# CONSIGNES DE L'EXERCICE:
[1] Selon les critiques de bandes dessinées, pourquoi la série Esteban ne s'adresse-t-elle pas seulement à la jeunesse ? Répondez en une à trois phrases.
[2] Prolongez les critiques de bandes dessinées au-delà de leur dernière phrase.

# SÉLECTION:
═══
Esteban (Le Voyage d'Esteban)
J’ai emprunté cette série – dont je n’avais auparavant jamais entendu parler – en médiathèque, dans le rayon jeunesse, au vu du nom de Matthieu Bonhomme. Eh bien le moins que l’on puisse dire, c’est que, si le public jeunesse peut y trouver son compte, il n’est pas le seul, c’est vraiment une série tout public. En effet, dès les premières pages du tome inaugural, la mort violente des proches et de la mère d’Esteban efface tout risque de mièvrerie. Par la suite, les aventures se lisent agréablement, avec un capitaine bourru – comme le veulent les clichés, mais pas monolithique, ni sans défaut. Son sale caractère, mais aussi son égoïsme vont même plonger Esteban et le reste de l’équipage dans une aventure aux multiples rebondissements, au milieu de la banquise, dans un pénitencier du bout du monde, etc. Une lecture agréable et fluide (le dessin de Bonhomme y est pour beaucoup, du « Dupuis Modernisé », sans copier sur Franquin), que je vous recommande chaudement. Les cinq albums que j’ai lus forment le premier cycle, même si je ne sais s’il y aura une suite, plusieurs années s’étant écoulées depuis la parution du dernier tome.
TER
Mon petit coup de coeur du moment. Il y a chez les Editions Maghen, ce souci de faire de belles bandes dessinées, au sens visuel du terme. Je ne dis pas que les scenarii sont en reste, mais la qualité privilégiée par les membres de l'éditorial de cette maison est celle-là. C'est bien sûr encore le cas avec TER, qui nous montre un monde apparemment post-apocalyptique relativement classique, des personnages à la psychologie elle aussi relativement classique, même si l'intrus évolue un peu trop vite à mon goût. Je suis assez client de ce genre d'histoire, surtout que la fin de ce premier tome nous dévoile un beau cliffhanger, que je n'ai pas vu venir... Visuellement, donc, c'est une tuerie, surtout sur les paysages, où Christophe Dubois se montre très intéressant. On respire beaucoup sur ce monde si particulier... Je suis plus réservé sur les visages, qui manquent à mon goût de maturité, et c'est bien dommage, car on aurait eu l'album visuellement presque parfait. A suivre, avec avidité.
═══
# EXTRAITS DE DONNÉES:
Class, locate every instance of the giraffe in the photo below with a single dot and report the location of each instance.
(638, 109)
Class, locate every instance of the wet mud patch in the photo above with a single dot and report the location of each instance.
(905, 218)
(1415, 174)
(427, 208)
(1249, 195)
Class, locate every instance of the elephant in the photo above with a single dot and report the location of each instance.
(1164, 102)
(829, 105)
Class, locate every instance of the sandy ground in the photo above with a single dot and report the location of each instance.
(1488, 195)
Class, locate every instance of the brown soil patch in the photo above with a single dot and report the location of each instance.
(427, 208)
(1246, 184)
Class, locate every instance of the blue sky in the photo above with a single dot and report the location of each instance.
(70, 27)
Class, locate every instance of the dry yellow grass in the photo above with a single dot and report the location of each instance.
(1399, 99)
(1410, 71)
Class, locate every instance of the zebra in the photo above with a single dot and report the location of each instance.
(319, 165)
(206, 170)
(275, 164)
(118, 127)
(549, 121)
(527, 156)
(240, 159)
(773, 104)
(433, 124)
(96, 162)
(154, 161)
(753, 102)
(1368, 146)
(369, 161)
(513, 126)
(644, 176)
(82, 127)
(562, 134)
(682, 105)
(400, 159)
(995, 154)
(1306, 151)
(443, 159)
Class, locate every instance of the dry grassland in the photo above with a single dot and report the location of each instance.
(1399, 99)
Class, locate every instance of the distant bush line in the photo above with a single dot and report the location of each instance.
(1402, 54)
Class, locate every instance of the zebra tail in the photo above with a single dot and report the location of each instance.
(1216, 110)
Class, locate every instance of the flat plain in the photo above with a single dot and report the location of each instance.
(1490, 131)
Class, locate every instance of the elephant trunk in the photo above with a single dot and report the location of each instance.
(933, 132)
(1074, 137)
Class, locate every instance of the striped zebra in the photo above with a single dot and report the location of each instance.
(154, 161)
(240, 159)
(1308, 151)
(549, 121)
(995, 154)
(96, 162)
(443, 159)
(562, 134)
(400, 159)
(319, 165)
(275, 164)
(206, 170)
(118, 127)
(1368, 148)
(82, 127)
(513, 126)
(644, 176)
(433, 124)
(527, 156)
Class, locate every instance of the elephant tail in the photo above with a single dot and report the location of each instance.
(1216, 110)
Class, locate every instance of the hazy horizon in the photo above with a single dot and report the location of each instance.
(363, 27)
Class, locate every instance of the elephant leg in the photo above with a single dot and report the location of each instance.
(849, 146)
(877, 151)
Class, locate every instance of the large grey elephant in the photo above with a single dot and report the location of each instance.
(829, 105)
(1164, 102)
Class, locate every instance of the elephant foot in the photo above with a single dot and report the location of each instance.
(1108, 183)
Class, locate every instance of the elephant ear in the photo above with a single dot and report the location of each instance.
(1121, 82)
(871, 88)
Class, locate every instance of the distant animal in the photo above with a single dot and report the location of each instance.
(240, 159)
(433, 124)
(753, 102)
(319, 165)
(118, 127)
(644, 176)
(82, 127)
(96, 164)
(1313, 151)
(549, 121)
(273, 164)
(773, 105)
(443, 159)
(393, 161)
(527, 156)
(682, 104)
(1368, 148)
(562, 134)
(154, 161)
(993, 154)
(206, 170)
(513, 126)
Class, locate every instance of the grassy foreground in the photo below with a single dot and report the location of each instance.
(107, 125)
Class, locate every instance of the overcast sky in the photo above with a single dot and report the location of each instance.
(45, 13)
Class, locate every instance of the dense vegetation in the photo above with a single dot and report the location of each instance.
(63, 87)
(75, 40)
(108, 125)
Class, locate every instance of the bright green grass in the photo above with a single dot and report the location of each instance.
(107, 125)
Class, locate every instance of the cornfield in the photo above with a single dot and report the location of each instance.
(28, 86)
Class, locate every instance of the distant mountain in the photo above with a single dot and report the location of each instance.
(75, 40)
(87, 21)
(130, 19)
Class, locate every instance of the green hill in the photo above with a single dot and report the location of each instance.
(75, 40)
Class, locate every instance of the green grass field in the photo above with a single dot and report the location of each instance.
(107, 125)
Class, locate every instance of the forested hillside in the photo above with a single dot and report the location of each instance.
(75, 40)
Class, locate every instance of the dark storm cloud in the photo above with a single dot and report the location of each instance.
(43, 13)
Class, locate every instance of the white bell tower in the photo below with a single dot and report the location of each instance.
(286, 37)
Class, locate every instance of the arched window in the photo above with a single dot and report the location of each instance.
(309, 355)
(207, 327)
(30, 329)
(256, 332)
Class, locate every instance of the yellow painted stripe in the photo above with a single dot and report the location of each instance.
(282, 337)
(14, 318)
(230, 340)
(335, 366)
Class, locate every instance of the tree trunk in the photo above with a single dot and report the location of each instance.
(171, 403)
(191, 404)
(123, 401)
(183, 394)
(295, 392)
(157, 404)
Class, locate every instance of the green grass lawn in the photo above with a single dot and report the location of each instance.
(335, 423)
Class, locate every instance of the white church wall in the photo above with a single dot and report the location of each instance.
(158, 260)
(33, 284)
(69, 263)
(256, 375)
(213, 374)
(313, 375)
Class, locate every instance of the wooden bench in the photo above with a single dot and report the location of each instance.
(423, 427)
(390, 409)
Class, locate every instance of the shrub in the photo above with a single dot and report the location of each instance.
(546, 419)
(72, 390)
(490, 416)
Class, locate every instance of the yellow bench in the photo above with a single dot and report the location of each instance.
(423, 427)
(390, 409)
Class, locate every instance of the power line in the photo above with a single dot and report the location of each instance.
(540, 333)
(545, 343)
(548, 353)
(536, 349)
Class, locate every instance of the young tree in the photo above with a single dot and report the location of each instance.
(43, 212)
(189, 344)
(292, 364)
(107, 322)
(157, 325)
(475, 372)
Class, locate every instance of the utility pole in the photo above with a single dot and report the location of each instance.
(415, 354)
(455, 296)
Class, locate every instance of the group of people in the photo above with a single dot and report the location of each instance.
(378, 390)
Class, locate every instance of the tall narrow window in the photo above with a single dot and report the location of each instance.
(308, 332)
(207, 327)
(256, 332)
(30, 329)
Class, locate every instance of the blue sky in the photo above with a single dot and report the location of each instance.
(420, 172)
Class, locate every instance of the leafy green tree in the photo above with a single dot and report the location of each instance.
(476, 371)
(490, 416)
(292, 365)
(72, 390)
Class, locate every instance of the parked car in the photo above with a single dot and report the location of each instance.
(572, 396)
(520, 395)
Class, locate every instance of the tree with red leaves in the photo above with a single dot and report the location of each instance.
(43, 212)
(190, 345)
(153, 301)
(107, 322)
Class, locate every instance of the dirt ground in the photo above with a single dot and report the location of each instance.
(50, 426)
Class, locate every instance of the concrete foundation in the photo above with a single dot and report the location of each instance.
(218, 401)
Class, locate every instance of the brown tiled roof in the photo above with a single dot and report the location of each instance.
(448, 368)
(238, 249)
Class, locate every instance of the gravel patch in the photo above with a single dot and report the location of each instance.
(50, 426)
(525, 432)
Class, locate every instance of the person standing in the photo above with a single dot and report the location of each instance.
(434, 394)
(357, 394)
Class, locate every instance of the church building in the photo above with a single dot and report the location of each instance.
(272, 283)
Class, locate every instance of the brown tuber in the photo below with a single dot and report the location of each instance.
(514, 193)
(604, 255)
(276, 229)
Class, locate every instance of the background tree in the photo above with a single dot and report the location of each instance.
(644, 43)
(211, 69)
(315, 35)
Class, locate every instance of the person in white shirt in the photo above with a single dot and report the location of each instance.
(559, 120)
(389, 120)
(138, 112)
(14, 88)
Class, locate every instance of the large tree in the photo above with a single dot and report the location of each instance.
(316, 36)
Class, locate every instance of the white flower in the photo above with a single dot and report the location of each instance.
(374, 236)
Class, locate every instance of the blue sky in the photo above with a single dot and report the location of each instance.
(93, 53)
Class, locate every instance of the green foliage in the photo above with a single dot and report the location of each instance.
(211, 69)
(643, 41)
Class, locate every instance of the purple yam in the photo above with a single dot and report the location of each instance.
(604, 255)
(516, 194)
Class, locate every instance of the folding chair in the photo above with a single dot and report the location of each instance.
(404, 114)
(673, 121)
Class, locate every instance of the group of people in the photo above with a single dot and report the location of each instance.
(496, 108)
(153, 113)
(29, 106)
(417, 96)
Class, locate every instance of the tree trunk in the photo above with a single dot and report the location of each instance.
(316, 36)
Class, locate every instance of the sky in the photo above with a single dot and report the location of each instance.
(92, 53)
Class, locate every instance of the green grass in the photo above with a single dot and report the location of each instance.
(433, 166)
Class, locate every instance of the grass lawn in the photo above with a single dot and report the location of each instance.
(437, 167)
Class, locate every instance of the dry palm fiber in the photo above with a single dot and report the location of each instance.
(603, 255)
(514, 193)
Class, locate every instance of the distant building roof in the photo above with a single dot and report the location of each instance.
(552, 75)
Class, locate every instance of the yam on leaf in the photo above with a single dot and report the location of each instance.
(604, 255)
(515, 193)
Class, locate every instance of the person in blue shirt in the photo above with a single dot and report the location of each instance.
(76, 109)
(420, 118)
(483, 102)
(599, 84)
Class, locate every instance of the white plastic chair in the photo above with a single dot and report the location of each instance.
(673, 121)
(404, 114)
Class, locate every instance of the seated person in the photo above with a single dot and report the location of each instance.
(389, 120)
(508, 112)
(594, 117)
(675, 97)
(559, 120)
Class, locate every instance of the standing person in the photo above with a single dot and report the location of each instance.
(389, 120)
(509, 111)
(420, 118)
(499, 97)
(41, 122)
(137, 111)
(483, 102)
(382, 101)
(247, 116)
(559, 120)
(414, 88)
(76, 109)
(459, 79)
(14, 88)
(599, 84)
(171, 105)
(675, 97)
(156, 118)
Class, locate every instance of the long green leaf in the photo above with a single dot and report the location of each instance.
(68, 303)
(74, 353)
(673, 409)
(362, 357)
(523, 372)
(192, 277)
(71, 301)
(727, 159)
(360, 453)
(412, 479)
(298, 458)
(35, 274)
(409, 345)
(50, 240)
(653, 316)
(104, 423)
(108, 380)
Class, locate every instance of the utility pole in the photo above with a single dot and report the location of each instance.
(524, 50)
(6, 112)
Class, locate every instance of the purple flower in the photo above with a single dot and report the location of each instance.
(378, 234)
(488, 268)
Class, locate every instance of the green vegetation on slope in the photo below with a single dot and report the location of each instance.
═══
# RÉPONSES:
[1] Dès les premières pages du premier tome, la mort violente des proches et de la mère d'Esteban écarte tout risque de mièvrerie. La série convient donc à tous les publics, et pas seulement à la jeunesse.

[2]
Célestin Gobe-la-lune
J'avais zappé cette série alors que sa lecture m'avait procuré plus qu'un agréable moment. Que dire après déjà 32 avis ?. C'est rafraichissant, plaisant plein de gouaille, un autre avis évoque le film "Mon oncle Benjamin" comme lui ce récit est empreint de libertinage mais avec un détachement, le pas de côté qui donne une lecture fluide, aérée, dynamique. Des personnages fort bien croqués avec des trognes certes un brin caricaturales mais qui au bout du compte semblent naturelles, des dialogues amusants mêlant poésie et verve, bref que du bon. Le dessin un poil grossier dans la première partie s'améliore grandement dans la deuxième. Alors je sais les pinailleurs diront toujours que nous ne sommes pas devant la BD du siècle mais en voilà une qui fait son office : divertir en utilisant un texte ciselé. Pas exempte de petits défauts, surtout au niveau de la colorisation par exemple, cela n'en reste pas moins une bonne série dont je conseille l'achat.